SET TASK A:
Reproduce the passage of the machine learning post running from "Next, we describe" down to "a label, $Y$.".
SET TASK B:
Answer these from the machine learning post, one line each:
(i) To which two numbers are the labels encoded?
(ii) What does $p$ stand for?
(iii) Which method will a separate post illustrate with a numerical example in Python?

What is Machine Learning?!

In this post, I give a brief introduction to the binary classification problem in machine learning / pattern recognition. This problem is one particular instance of the “supervised learning” problem in machine learning, which itself is also a subset of the field of machine learning (arguably the most popular subset, however). I assume a familiarity with basic probability theory and statistics. Afterwards, I introduce the logistic regression model. In a separate post, I’ll give a numerical example with Python of the logistic regression method.

Probabilistic set-up

We have objects of two types that we’d like to classify automatically. The type of an object is called the class or label of the object. In the binary problem, objects can only have one of two possible labels. The labels are encoded numerically to either $1$ or $0$ (obviously not the only choice). Thus, we consider the label a Bernoulli random variable, $Y \in \{0,1\}$.

Next, we describe the object through some set of features or characteristics which we organize into a vector. Each object’s characteristics are encoded by a random variable $X \in \mathbb{R}^p$, where $p$ is fixed number of characteristics we use to describe each object. One could think about $X$ as a subset of the total physical characteristics of an object that we’ve deemed suitable to assign a label, $Y$.

MATERIAL:
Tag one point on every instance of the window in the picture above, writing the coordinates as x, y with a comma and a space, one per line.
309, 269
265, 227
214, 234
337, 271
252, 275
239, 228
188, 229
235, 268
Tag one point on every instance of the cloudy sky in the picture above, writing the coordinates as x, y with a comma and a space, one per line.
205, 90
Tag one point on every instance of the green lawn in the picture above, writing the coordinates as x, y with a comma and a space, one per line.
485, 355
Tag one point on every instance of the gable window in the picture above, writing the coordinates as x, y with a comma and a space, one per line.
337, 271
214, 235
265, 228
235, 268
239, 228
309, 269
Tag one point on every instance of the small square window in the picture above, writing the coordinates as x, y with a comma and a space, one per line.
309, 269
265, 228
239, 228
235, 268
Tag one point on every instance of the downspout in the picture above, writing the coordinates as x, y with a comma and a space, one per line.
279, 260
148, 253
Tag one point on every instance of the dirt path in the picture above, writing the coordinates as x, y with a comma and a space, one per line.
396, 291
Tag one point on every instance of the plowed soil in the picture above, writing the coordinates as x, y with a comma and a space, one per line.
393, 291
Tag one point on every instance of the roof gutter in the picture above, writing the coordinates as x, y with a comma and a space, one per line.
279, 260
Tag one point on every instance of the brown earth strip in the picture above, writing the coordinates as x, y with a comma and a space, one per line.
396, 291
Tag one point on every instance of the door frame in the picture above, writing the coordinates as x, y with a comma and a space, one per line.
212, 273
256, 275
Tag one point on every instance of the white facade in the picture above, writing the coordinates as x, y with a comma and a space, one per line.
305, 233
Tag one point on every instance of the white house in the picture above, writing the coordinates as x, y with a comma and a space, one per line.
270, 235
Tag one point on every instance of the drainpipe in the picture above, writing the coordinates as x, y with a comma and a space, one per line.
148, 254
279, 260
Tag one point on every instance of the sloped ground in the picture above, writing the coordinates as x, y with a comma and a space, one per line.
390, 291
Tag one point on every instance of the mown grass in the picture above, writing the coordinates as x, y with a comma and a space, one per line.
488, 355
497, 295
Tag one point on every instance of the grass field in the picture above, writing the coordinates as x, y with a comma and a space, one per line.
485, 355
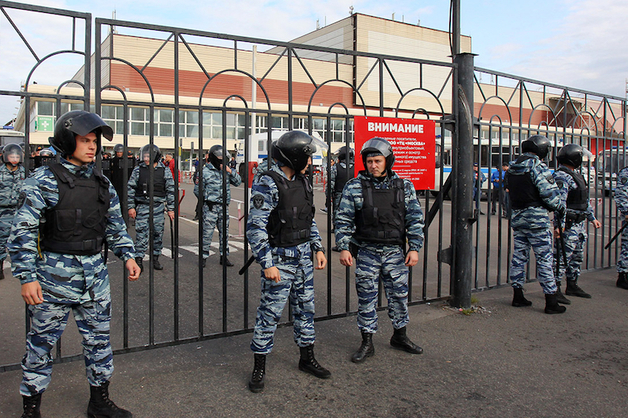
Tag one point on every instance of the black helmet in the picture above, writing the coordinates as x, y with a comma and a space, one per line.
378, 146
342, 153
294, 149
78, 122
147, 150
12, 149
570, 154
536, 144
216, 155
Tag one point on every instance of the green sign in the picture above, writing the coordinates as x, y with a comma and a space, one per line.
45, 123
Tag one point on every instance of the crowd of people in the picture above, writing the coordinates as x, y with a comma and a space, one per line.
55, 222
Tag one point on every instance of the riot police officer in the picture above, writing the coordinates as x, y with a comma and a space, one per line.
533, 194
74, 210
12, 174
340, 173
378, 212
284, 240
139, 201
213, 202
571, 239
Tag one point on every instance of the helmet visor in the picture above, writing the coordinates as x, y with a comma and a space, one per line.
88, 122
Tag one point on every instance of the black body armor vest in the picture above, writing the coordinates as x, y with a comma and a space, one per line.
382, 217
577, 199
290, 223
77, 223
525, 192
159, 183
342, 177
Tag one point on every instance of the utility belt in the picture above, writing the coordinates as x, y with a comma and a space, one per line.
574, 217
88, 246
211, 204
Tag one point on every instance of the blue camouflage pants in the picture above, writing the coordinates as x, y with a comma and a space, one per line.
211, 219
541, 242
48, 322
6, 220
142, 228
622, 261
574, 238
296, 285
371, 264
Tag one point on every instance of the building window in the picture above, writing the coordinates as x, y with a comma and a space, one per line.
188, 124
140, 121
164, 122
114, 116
--
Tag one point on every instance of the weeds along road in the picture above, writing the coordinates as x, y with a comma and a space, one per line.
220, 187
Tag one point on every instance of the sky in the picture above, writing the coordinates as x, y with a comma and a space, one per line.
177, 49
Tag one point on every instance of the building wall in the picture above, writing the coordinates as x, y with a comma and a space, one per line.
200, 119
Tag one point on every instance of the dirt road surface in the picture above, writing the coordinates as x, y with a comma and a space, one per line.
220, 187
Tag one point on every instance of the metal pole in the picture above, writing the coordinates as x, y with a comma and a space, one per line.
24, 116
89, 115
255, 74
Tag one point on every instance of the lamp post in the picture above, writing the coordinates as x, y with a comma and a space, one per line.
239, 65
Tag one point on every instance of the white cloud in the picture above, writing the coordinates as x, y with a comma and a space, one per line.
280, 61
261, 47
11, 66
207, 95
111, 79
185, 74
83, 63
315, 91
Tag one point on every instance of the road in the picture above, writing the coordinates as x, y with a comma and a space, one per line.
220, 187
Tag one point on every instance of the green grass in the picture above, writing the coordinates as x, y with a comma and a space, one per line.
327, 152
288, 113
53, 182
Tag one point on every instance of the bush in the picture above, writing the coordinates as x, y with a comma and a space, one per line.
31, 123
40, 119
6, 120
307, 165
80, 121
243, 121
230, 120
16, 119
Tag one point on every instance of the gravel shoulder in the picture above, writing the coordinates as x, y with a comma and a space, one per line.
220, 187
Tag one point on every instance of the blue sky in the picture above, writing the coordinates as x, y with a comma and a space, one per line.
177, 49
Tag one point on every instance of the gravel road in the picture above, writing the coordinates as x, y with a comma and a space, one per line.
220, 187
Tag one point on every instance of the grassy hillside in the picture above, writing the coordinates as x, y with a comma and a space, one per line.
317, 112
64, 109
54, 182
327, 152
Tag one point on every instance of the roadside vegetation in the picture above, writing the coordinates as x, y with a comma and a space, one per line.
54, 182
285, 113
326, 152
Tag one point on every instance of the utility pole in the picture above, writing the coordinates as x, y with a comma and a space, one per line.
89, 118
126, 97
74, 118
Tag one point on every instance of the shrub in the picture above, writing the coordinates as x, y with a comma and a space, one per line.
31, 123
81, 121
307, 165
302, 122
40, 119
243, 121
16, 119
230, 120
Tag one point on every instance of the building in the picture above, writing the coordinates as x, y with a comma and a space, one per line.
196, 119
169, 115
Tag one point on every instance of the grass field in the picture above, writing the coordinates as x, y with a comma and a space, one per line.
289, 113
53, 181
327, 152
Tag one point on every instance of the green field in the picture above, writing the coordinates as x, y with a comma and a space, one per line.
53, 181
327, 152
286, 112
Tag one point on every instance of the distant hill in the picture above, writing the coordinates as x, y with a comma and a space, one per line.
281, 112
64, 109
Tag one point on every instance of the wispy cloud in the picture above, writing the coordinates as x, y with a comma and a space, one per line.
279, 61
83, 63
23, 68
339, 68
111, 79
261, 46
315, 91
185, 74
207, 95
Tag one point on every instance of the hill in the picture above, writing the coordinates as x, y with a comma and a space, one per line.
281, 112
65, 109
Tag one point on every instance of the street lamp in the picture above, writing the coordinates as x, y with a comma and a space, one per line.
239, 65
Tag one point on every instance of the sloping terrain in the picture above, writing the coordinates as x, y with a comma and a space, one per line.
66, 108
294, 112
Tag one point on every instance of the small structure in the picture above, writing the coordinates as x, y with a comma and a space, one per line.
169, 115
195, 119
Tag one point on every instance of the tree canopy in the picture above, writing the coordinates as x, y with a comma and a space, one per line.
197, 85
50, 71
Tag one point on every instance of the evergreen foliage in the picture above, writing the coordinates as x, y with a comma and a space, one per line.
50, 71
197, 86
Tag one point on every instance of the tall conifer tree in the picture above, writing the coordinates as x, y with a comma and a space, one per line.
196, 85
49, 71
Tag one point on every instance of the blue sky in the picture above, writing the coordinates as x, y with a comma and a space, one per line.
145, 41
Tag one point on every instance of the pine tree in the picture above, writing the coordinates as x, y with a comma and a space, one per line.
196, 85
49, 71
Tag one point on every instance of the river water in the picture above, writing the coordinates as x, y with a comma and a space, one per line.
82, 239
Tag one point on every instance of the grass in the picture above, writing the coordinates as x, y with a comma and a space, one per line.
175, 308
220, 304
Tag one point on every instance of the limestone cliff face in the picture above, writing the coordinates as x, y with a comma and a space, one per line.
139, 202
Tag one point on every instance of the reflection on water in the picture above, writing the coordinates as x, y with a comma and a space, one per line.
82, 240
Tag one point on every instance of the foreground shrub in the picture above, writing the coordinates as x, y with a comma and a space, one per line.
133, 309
---
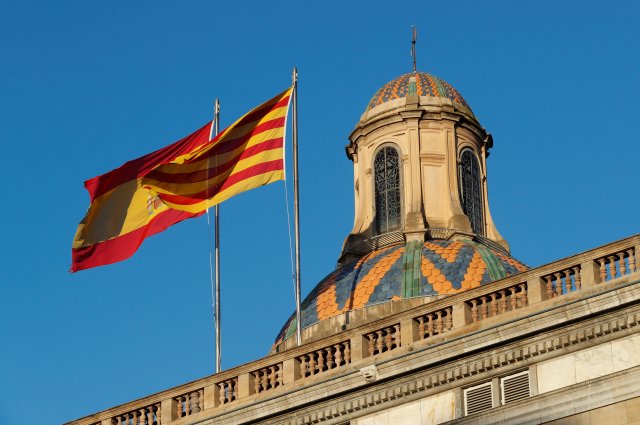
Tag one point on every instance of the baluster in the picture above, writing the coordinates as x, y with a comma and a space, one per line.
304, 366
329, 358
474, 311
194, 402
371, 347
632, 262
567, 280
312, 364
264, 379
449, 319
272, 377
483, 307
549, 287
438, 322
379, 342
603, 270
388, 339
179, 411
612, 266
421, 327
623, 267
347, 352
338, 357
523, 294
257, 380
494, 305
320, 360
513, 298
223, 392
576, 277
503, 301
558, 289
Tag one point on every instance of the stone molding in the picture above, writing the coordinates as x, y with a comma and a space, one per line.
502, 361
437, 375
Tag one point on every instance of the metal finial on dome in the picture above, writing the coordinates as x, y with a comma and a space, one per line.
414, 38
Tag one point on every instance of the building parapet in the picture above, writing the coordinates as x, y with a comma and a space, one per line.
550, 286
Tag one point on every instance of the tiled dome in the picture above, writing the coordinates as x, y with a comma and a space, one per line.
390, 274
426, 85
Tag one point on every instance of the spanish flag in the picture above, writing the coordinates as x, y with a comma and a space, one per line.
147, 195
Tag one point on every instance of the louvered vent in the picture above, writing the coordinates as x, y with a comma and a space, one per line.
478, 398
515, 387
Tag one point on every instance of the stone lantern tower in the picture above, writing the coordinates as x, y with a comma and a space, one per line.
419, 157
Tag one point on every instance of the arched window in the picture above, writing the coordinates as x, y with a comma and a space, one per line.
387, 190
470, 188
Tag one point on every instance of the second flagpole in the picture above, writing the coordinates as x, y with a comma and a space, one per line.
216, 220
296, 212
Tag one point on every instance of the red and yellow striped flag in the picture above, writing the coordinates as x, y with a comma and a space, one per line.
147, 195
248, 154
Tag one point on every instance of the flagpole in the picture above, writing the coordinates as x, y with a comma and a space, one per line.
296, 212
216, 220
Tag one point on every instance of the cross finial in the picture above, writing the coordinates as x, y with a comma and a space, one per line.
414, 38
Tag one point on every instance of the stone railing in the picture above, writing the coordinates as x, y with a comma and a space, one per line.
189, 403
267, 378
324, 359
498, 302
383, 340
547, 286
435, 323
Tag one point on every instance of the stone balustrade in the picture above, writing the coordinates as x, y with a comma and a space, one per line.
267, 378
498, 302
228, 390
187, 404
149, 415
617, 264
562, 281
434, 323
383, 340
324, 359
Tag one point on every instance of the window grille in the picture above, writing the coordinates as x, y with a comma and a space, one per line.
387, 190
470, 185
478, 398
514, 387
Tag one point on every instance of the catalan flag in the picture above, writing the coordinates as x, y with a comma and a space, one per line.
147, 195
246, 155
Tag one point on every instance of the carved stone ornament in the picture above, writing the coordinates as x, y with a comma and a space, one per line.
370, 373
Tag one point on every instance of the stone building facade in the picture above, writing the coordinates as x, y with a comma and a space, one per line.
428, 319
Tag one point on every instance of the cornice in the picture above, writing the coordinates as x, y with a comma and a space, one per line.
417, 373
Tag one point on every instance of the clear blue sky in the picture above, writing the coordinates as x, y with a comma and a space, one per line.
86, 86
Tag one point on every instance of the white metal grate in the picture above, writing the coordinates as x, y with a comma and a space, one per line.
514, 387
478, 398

CORRECT ANSWER A:
Next, we describe the object through some set of features or characteristics which we organize into a vector. Each object’s characteristics are encoded by a random variable $X \in \mathbb{R}^p$, where $p$ is fixed number of characteristics we use to describe each object. One could think about $X$ as a subset of the total physical characteristics of an object that we’ve deemed suitable to assign a label, $Y$.

CORRECT ANSWER B:
(i) $1$ or $0$
(ii) The fixed number of characteristics used to describe each object
(iii) The logistic regression method